((

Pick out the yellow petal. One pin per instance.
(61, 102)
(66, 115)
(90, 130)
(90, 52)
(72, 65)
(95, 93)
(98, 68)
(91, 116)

))

Report how many lines of the data above contain the string "Pick" with case taken into account, giving only the number.

## Reply to the task
1